#### REQUIRED ACTION 1:
According to the biography of Jónas Jónsson, who rejected him from the Reykjavík Latin School?
#### REQUIRED ACTION 2:
For each statement, say whether it agrees with the biography of Jónas Jónsson, and quote the words that decide it: (a) He returned to Iceland in 1905. (b) He held his parliamentary seat until 1949. (c) He chaired the Progressive Party from 1934 to 1944.
#### REQUIRED ACTION 3:
Write the next part of the biography of Jónas Jónsson, starting after its final sentence.

#### EXTRACT PROVIDED:
Icelandic educator and politician

Jónas Jónsson (also known as Jónas frá Hriflu; May 1, 1885 - July 19, 1968) was an Icelandic educator and politician, and one of the most influential people in 20th-century Icelandic culture and politics. Initially an educator and writer of textbooks, he was chairman of the Progressive Party for ten years, and Minister of Justice from 1927 to 1932.

==Biography==
Jónas was born in Hrifla in Suður-Þingeyjarsýsla. He studied at Möðruvalla School and wanted to attend the Reykjavík Latin School in 1905, but could not afford it—by the time his family had saved enough money he was rejected (by rector Steingrímur Thorsteinsson) for being too old.

Instead, he attended the Askov Folk High School in Denmark, and then moved to England to attend Ruskin College in Oxford, known as an institution for working-class students. On his return to Iceland, in 1909, he found himself in opposition to the class of newly wealthy Icelanders and became involved in politics. He was elected MP in 1922 for the Progressive Party, a Liberal and agrarian-centrist party, a seat he held until 1949. He became attorney general in 1927, and was Minister of Justice from 1927 to 1932. He was chairman of the Progressive Party for ten years, from 1934 to 1944.

#### MATERIAL SUPPLIED:

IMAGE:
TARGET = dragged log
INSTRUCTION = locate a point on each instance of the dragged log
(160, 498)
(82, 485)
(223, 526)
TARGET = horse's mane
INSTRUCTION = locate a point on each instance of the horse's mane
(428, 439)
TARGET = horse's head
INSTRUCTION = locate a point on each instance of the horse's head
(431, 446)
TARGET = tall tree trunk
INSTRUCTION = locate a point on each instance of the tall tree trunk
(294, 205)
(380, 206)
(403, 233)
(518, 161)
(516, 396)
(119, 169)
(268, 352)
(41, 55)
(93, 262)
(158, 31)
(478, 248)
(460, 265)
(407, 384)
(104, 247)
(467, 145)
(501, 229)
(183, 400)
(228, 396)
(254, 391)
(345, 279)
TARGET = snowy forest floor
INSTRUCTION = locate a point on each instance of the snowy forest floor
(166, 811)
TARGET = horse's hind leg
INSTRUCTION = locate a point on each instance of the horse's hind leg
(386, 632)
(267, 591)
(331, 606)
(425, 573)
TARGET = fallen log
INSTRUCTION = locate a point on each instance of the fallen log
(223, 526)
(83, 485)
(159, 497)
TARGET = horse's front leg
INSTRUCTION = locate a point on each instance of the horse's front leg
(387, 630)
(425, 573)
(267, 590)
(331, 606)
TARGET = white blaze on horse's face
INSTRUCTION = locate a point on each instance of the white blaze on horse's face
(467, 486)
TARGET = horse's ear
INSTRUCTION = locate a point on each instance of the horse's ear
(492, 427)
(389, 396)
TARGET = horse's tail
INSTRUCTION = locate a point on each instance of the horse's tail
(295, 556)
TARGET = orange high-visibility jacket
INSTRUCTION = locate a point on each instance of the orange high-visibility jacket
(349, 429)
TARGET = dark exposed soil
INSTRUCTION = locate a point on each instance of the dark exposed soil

#### EXPECTED OUTPUT 1:
Rector Steingrímur Thorsteinsson rejected him for being too old.

#### EXPECTED OUTPUT 2:
(a) No: "On his return to Iceland, in 1909"
(b) Yes: "a seat he held until 1949"
(c) Yes: "He was chairman of the Progressive Party for ten years, from 1934 to 1944."

#### EXPECTED OUTPUT 3:
==Legacy==
Jónas was the author of the "immensely influential primer" Íslandssaga handa börnum ("History of Iceland for children", 2 vols., Reykjavík, 1915–1916). The primer molded the "historical perception of generations of Icelanders" until the 1970s, when it was no longer being used in education. The textbook reflects the nationalist account of Icelandic history (originally introduced by Jón Jónsson Aðils) wherein the Icelandic nation prospered as an independent nation during the medieval period but suffered degradation for centuries after it gave up its sovereignty to the Norwegian King by signing the Old Covenant (1262). According to his textbook, Icelanders had a special status since they hailed from descendants of those who fled the rule of Harald Fairhair, an especially hardy stock of Norwegians; in combination with the harsh natural environment this produced the "unique Icelandic nation". According to historian Thorsteinn Helgason, Jónas' textbook presents the Icelandic nation "as a homogenous and united flock, while foreigners, mainly the Danes, are depicted as evil. More or less fictional figures from mediaeval sagas, together with literary and political personalities of all eras, populate the scene. The book was written during a sensitive period when separation from Denmark was heavily debated, and it was clearly an argument for separation."